▸ Provided text
The V-MIL assessment for Tesla registers the lowest domain score (0.01) reflectnng the absence of verified defense contracts or military supply relationships. The audit documented no executed contracts between Tesla and the Israeli Ministry of Defence, Israel Defence Forces, Israel Prison Service, or Israel Border Police. The primary involvement signal is the March 2025 government tender invitation for Tesla to supply electric vehicles for senior state officials and cabinet members—yet no public evidence confirms whether Tesla submitted a bid or whether a contract was awarded.12 The scoring rubrics assigned I=1.0 (no verified contracts), M=0.5 (tender not awarded), and P=0.5 (no direct supply relationship), yielding a domain score of 0.01 using the BDS-1000 formula.
The SpaceX/Starlink connection warrants separate treatment. SpaceX (a legally separate entity from Tesla, though controlled by the same individual) secured an Israeli regulatory license to operate Starlink in Israel and parts of Gaza in November 2023,14 with confirmed operational use by Israeli forces in Gaza.1119 This represents documented military use of Musk-controlled technology, but the audit correctly treats this as group-attribution rather than direct Tesla involvement. The audit notes that Elon Musk visited Israel in November 2023, met Prime Minister Netanyahu, and toured Kibbutz Kfar Aza—establishing leadership-level engagement but not defense contracts.2
On the supply chain dimension, no evidence was identified of Tesla supplying components to Israeli defense primes (Elbit Systems, Israel Aerospace Industries, Rafael, Israel Military Industries). The R&D office announced in 2020 remains unconfirmed as operational. The head of Tesla’s Israeli operations, Adi Gigi, is a veteran of IDF’s Mamparm Computing Unit—but personnel background alone does not constitute a military supply relationship. Tesla’s energy storage products (Megapack) have been sold to Israeli commercial entities (Nofar Energy) for civilian grid installations, not military bases.17
The February 2026 approval for Tesla FSD supervised autonomous driving trials on Israeli public roads constitutes a civilian regulatory authorization, not a defense procurement.13 However, the approval covers roads proximate to military infrastructure, and the system’s capacity to collect high-density mapping and spatial data creates documented institutional awareness of dual-use implications—evidenced by a 2021 IDF consideration of banning Tesla vehicles from military bases as potential “espionage vectors.”
The strongest counter-argument to the assigned V-MIL score would be the March 2025 tender invitation, which represents material potential engagement with Israeli security apparatus. If Tesla submitted a winning bid, the score would increase materially. However, no public evidence confirms bid submission, and the scoring file assigns high confidence to the absence of executed contracts.

▸ Data provided
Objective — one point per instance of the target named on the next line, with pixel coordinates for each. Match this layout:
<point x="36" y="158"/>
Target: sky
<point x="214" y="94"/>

▸ Actions to take
#1 Please restate the Tesla assessment starting at "The strongest counter-argument" and ending at "of executed contracts.", substituting "objection" for "counter-argument".
#2 According to the Tesla assessment, what did the IDF consider doing in 2021?

▸ Responses to the tasks
#1
The strongest objection to the assigned V-MIL score would be the March 2025 tender invitation, which represents material potential engagement with Israeli security apparatus. If Tesla submitted a winning bid, the score would increase materially. However, no public evidence confirms bid submission, and the scoring file assigns high confidence to the absence of executed contracts.

#2 It considered banning Tesla vehicles from military bases as potential "espionage vectors."